-- Begin --

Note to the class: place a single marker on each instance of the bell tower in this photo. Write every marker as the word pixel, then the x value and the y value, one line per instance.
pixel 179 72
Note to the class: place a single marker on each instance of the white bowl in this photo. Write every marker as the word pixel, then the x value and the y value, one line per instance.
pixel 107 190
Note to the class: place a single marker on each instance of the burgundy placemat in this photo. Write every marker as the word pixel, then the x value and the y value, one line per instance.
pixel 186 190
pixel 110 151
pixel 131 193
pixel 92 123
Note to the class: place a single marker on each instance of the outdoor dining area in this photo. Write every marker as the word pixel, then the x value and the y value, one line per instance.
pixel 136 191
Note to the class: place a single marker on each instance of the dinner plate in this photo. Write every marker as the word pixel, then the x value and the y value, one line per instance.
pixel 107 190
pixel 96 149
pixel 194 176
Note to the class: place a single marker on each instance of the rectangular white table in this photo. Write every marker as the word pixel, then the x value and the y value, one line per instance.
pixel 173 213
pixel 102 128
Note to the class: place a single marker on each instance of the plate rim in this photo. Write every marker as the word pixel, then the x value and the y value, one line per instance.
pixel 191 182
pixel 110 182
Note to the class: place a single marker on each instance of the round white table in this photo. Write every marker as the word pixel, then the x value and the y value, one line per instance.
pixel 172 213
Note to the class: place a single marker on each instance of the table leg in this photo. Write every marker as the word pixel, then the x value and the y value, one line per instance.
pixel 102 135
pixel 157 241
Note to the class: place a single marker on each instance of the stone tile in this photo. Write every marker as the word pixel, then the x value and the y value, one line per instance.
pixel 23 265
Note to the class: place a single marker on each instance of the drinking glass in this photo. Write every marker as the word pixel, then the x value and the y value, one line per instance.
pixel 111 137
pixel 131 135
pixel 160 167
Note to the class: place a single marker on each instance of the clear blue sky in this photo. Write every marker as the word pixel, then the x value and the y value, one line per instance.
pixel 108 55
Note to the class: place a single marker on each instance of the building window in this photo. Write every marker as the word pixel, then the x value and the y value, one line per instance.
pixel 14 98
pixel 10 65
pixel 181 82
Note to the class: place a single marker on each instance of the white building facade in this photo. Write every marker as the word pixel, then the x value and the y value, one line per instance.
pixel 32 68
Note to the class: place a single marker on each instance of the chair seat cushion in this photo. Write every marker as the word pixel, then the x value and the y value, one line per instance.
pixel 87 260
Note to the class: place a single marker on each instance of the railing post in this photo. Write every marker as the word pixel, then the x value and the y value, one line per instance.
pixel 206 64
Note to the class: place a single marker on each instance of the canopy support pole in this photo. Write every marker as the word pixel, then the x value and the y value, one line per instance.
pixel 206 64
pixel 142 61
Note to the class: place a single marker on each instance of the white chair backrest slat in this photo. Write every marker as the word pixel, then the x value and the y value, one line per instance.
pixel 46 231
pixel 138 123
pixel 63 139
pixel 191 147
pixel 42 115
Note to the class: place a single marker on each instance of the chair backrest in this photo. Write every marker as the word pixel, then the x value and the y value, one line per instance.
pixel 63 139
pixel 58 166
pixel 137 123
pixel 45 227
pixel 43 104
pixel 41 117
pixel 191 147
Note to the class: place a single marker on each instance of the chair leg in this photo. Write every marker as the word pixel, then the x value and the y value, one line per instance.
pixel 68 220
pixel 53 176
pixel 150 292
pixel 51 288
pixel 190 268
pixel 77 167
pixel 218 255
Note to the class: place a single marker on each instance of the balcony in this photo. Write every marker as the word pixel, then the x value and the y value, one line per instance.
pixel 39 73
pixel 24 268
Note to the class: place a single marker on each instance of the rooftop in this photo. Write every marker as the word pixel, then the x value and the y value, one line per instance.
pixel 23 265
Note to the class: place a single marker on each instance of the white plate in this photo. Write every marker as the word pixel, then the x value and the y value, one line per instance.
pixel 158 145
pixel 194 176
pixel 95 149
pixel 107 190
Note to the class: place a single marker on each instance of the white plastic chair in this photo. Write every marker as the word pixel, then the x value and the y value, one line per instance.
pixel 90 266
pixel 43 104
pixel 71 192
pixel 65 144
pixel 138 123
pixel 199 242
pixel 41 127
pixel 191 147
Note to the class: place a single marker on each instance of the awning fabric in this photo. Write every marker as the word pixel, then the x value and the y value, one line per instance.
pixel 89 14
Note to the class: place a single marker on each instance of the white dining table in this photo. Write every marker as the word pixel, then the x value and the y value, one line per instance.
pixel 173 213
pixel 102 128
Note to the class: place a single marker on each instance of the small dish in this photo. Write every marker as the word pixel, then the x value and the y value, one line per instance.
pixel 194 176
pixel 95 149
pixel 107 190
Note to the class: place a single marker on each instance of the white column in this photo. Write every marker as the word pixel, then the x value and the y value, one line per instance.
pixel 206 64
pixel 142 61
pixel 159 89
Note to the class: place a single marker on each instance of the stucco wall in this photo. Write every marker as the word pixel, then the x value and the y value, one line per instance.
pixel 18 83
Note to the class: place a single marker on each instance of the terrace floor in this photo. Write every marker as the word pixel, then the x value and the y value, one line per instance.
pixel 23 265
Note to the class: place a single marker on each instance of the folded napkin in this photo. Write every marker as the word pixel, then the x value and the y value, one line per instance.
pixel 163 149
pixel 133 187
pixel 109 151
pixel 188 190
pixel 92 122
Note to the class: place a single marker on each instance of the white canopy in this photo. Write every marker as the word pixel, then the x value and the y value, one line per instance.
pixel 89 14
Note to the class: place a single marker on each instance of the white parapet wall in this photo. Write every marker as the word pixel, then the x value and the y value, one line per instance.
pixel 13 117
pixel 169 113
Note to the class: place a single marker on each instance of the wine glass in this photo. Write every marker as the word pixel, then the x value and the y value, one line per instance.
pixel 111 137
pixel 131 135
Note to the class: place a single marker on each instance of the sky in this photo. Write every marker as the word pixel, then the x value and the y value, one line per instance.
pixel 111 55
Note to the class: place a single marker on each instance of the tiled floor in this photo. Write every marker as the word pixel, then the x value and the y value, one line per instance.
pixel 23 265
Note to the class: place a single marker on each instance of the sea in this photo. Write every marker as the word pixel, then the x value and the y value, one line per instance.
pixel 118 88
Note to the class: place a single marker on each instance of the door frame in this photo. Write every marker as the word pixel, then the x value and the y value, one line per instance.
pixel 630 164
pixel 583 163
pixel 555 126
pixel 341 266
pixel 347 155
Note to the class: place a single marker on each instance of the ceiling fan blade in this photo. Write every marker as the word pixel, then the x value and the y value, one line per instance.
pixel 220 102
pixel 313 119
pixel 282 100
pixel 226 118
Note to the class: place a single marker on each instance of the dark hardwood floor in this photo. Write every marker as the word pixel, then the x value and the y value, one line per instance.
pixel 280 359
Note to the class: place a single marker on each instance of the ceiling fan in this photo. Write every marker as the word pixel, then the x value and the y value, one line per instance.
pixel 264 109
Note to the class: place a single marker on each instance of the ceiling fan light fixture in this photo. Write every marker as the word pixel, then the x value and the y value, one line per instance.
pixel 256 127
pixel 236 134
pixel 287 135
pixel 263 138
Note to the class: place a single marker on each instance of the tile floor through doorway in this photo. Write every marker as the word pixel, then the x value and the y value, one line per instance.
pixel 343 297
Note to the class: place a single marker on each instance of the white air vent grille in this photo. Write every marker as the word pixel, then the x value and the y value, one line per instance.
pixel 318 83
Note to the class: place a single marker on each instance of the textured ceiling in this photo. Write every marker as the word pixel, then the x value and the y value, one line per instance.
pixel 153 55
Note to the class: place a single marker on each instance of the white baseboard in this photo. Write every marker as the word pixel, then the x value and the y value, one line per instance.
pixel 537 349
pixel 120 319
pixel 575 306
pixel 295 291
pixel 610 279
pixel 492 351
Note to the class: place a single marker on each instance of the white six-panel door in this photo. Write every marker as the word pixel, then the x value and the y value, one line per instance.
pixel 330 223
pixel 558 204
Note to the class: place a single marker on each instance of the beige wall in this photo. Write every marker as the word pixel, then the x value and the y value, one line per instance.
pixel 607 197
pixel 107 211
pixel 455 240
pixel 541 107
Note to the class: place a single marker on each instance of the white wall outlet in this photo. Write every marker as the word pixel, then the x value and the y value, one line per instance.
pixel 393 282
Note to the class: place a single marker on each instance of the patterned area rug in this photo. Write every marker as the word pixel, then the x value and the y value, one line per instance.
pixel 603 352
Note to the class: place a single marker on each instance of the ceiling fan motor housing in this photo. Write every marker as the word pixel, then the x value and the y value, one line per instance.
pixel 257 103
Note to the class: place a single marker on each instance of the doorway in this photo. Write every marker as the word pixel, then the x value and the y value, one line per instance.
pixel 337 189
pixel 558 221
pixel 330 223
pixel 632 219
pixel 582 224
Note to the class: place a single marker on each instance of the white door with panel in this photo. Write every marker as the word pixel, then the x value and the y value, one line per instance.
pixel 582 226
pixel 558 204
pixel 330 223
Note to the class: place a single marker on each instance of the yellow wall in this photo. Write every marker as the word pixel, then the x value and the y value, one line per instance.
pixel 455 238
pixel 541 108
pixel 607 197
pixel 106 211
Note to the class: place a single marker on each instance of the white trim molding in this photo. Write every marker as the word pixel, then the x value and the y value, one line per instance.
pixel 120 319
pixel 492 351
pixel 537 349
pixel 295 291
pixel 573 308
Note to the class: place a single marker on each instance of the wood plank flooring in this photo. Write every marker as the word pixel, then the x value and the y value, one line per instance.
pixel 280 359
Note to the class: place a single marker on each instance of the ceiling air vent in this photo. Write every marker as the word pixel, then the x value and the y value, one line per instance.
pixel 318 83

-- End --

Copy out the lines exactly, beginning at the line that contains "the chair backrest" and stopping after the line that contains "pixel 24 268".

Note to the class: place a single marker on each instance of the chair backrest in this photo. Write every marker as the word pixel, then the x value and the y value, one line per instance.
pixel 63 139
pixel 58 166
pixel 137 123
pixel 45 227
pixel 43 104
pixel 41 117
pixel 191 147
Note to the class: place a single marker on each instance of the chair leg in this photo. Write every marker as the word pixel, then the x value and the y value, one line per instance.
pixel 68 220
pixel 53 176
pixel 150 292
pixel 51 288
pixel 190 268
pixel 77 167
pixel 218 255
Note to the class: place a single marker on each instance of the balcony in this photo. Write every marker as the word pixel, then the x value and the y value, one line per instance.
pixel 39 73
pixel 24 268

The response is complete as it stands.